— START OF SUPPLIED DATA —

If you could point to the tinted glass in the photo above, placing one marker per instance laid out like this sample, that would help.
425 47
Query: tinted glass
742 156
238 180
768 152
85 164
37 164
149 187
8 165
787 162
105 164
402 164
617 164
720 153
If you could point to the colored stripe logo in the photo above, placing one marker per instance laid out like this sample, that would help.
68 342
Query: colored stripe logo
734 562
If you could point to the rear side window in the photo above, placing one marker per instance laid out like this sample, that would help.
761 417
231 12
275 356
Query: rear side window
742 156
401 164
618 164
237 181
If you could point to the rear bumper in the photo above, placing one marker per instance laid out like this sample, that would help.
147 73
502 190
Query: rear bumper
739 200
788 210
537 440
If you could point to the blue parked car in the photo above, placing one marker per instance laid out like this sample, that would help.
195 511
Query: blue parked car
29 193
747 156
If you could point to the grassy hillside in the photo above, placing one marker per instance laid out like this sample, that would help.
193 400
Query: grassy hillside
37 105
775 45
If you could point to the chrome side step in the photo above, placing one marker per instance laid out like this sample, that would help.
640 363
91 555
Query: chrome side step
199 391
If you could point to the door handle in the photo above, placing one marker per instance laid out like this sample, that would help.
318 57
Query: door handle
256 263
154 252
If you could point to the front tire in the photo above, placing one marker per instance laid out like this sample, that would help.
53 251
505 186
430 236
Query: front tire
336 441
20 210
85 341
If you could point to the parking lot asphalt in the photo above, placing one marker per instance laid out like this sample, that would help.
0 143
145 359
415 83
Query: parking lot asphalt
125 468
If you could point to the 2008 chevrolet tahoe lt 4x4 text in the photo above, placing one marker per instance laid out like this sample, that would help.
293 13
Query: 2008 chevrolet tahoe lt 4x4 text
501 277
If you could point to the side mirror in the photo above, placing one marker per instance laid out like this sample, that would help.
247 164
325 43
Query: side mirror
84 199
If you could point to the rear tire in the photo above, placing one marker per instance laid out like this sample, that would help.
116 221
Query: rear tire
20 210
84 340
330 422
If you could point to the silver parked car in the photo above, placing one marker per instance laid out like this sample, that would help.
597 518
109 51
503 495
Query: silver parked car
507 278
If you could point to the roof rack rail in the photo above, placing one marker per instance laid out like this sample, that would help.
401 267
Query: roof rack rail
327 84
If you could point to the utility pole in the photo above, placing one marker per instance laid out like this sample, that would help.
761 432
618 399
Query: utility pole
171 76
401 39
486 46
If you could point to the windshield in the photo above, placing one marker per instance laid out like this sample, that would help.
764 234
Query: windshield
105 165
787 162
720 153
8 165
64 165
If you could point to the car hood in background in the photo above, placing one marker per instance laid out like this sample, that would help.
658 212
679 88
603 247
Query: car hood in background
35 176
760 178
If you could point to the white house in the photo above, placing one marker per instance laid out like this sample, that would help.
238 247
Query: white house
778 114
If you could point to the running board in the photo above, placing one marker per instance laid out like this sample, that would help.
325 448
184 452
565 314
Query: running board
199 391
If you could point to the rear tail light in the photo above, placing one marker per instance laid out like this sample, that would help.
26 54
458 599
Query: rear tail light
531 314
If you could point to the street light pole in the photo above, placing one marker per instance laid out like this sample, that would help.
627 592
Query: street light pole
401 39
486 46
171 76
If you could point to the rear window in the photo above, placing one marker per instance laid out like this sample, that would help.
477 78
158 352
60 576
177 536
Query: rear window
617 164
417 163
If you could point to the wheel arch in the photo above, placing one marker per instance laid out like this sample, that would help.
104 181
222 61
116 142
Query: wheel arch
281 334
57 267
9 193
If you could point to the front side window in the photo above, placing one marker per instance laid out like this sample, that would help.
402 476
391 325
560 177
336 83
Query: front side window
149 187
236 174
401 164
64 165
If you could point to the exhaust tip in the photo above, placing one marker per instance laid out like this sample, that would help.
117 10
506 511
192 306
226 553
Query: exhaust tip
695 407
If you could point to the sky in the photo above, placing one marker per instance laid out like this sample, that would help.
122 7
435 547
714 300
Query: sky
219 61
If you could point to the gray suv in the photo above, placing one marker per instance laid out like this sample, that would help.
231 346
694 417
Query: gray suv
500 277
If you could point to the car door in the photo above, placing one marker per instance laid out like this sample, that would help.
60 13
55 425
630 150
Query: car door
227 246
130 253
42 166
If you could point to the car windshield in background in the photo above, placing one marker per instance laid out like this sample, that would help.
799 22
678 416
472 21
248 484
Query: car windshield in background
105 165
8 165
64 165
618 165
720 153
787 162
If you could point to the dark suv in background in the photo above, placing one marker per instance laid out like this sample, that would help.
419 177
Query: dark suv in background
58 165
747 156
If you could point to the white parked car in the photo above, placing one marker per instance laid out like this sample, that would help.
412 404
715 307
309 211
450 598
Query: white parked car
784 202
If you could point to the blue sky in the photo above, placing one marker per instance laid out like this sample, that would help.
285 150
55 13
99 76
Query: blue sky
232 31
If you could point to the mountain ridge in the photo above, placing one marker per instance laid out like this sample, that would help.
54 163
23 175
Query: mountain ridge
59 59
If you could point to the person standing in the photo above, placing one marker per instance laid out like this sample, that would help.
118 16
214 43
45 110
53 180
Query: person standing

— END OF SUPPLIED DATA —

WHAT IS EXPECTED =
Retype the entries exactly, including every line.

ANSWER TO THE PROBLEM =
If you could point to the tinted glass in the photo above, placing one marker per instance laid out like this sample, that would help.
425 47
Query: tinted glass
742 156
238 180
768 152
85 164
37 164
149 187
8 165
787 162
105 164
402 164
617 164
720 153
If you could point to the colored stripe logo in the photo above, placing one marker per instance laid out like this sample, that would help.
68 342
Query: colored stripe logo
734 562
If you could point to the rear side window in the photo above, placing one marker per instance laid out like this sample, that would help.
761 417
231 12
275 356
Query: rear side window
742 156
401 164
618 164
237 181
If you could point to the rear bumper in the photo above, placing one marker per instance laid out like this sample, that would help.
147 73
502 190
Query: rear bumper
739 200
788 210
537 440
If you could point to the blue parked car in the photo above, placing one marker per instance laid out like this sample, that would help.
195 511
Query: blue parked car
29 193
747 156
If you could point to the grassy hillside in the photo above, placing one marker per instance laid out like this sample, that would help.
193 400
Query: grassy hillside
37 105
775 45
If you could point to the chrome side step in the photo above, placing one marker per instance laid out like this sample, that would help.
640 363
91 555
Query: chrome side step
199 391
If you could point to the door handle in the photo above, placing one marker per instance laid out like this sample, that would help.
318 57
Query: door handle
256 263
154 252
If you could point to the front tire in the photo above, placing one marker per instance laid out like this sample, that would help.
53 251
505 186
430 236
Query: front tire
336 441
20 210
85 341
If you could point to the parking lot asphalt in the photo above, placing one marker per instance laid out like this sample, that would help.
0 143
145 359
415 83
Query: parking lot asphalt
125 468
If you could point to the 2008 chevrolet tahoe lt 4x4 text in the photo above, placing one marker per instance laid out like this sample, that would help.
293 13
Query: 2008 chevrolet tahoe lt 4x4 text
501 277
If you could point to the side mirror in the photo above, placing one marker per instance laid out like this sample, that would help.
247 164
325 43
Query: side mirror
84 199
If you could point to the rear tire in the photo above, placing one marker per instance laid out like this sample, that would help.
116 221
Query: rear tire
20 210
84 340
330 422
If you could point to the silver parked car in the photo above, placing one marker per instance laid out like this sample, that would help.
597 518
109 51
503 495
Query: silver parked car
507 278
If you could point to the roof rack rail in the photo above, placing one marker per instance laid out like this sample, that would help.
401 267
Query: roof rack rail
327 84
If you could point to the utility pole in the photo above, placing one marker per instance laid out like this sample, that would help.
761 432
618 399
Query: utility pole
171 76
401 39
486 46
If you could point to the windshield in the photo above, placing one marker per instance laid out like this sample, that would help.
764 234
Query: windshield
105 165
787 162
720 153
8 165
64 165
If you could point to the car hood in background in the photo above, placing one marker per instance laid out like this sample, that would help.
658 212
679 88
603 247
Query: car hood in background
35 176
760 178
If you could point to the white house in the photo above, placing one marker per instance laid out like this sample, that would help.
238 247
Query: white house
778 114
If you could point to the running board in the photo above, placing one marker per instance laid out like this sample, that would help.
325 448
184 452
565 314
Query: running board
199 391
If you could point to the rear tail light in the photo above, placing one marker per instance laid out like this sample, that would help.
26 54
458 599
Query: rear tail light
531 314
If you could point to the street light pole in the photo above, placing one marker per instance laid out like this sample, that would help.
627 592
Query: street light pole
401 39
486 46
171 76
If you could point to the rear window in the photo above, placing one marker per instance laid out like this sample, that would help.
477 78
158 352
60 576
177 536
Query: rear window
617 164
417 163
If you could point to the wheel arch in the photo above, placing one marker per instance laid out like this sample, that would help.
104 181
222 61
116 142
Query: wheel arch
281 334
57 267
9 193
If you could point to the front side window in the photo above, placing one marker per instance laid out like this sample, that would help.
402 476
391 325
560 177
336 83
Query: front side window
149 187
236 174
401 164
64 165
If you could point to the exhaust tip in the photo above, placing one marker per instance laid out like this sample, that would help.
117 10
506 511
192 306
226 553
Query: exhaust tip
695 407
If you could point to the sky in the photo above, placing one marker per instance laid out like this sample, that would help.
122 7
435 547
714 300
Query: sky
219 61
If you could point to the gray suv in the photo above, placing one marker per instance laid out like this sample, that would help.
231 346
694 417
Query: gray suv
500 277
If you could point to the car door in the photo above, placing one marker per instance laid out like this sample, that would help.
60 13
55 425
630 150
Query: car door
227 246
130 253
42 166
If you could point to the car windshield in background in the photo above, placing one marker per instance laid out like this sample, that would help.
799 22
678 416
472 21
248 484
Query: car windshield in background
105 165
8 165
64 165
618 165
720 153
787 162
If you could point to the dark suv in background in the photo above, placing one marker per instance laid out like this sample, that would help.
419 177
Query: dark suv in background
58 165
747 156
If you could point to the white parked car in the photo above, placing one marker per instance laid out like this sample, that would help.
412 404
715 307
309 211
450 598
Query: white parked car
784 202
If you could point to the blue sky in the photo above, placing one marker per instance laid out like this sample, that would help.
285 150
55 13
99 76
Query: blue sky
232 31
If you could point to the mountain ridge in the photo above, placing one marker per instance laid out like this sample, that would help.
54 163
23 175
Query: mountain ridge
59 59
If you could point to the person standing in the photo above, placing one marker per instance laid out like this sample, that would help.
118 16
214 43
45 110
53 180
Query: person standing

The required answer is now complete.